[Start SUPPLIED TEXT]

A year ago, I laid out the consensus expectations for S&P 500 earnings in the years ahead and used them as a framework to develop reasonable expectations for equity performance in 2020. I think it’s safe to say the year turned out a little different than we all expected. At the time, the average analyst believed the index’s forward earnings per share would be $193 at year-end. They were less than $170 in late December. Similarly, the valuation multiplier was just above 18x last January, and I believed anything between 14x and 22x (a range wide enough to float a barge through) was reasonable to expect by year end. I should have opted for something larger than a barge. On December 31st, the S&P 500 closed at 3756.07, or 22.6x forward earnings.

In the words of the great Yogi Berra, “It’s tough to make predictions, especially about the future.” Two thousand and twenty reminds us all to take forward-looking statements with a grain of salt.

That said, I think it’s important to have a roadmap for what’s ahead. In any year, the ride is bound to get bumpy – but the map can tell you whether you’re truly off-course or just taking a detour. So let’s look at 2021.

[End SUPPLIED TEXT]
[Start DATA SUPPLIED]

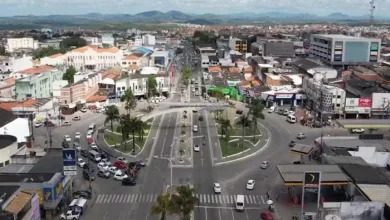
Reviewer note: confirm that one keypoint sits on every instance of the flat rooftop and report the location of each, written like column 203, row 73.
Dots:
column 382, row 145
column 363, row 123
column 330, row 174
column 25, row 177
column 50, row 163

[End DATA SUPPLIED]

#### [DIRECTIVE 1]
Answer these from the S&P 500 outlook text.
(a) What did the average analyst believe the index's forward earnings per share would be at year-end?
(b) At what level did the S&P 500 close on December 31st, and at what multiple of forward earnings?
(c) Whose words are quoted about the difficulty of making predictions?
#### [DIRECTIVE 2]
Go on with the S&P 500 outlook text from where it stops.

#### [EXERCISE OUTPUT 1]
(a) $193
(b) 3756.07, or 22.6x forward earnings
(c) Yogi Berra's

#### [EXERCISE OUTPUT 2]
If you’re like me, you’re still getting used to the idea of 2020 being in the past. But right now, 12-month forward EPS includes estimates for 2022 data. That means any discussion of year-end S&P 500 levels derived from a forward multiple is based on earnings reports that we won’t get for more than 2 years. Still, we have to start somewhere.

According to Bloomberg, the consensus estimate for 2022 EPS is currently $192, but consensus estimates are habitually too optimistic, as noted by macroeconomic strategist Ed Yardeni. He publishes this chart to illustrate:

The blue squiggles represent the consensus analysts’ earnings per share estimates for any given calendar year. With a few exceptions, initial projections are simply too high, and analysts are forced to revise their estimates lower as time passes. On average, that revision is between 5% and 10%. If estimates were to follow a normal trend, forward 12-month earnings at the end of this year would be about $177 per share.

Here’s what that all means for prices in 2021. If analysts have it right and we’re able to maintain the same multiple, stocks would return 16% this year. Alternatively, if earnings trends follow a traditional trajectory and multiples remain constant, stocks would have a slightly below-average year.

If valuations rose to their 1999-2000 highs, stocks would have a fantastic year in either earnings scenario. On the other hand, there would be disappointment on Wall Street if multiples fell back to 2019 levels.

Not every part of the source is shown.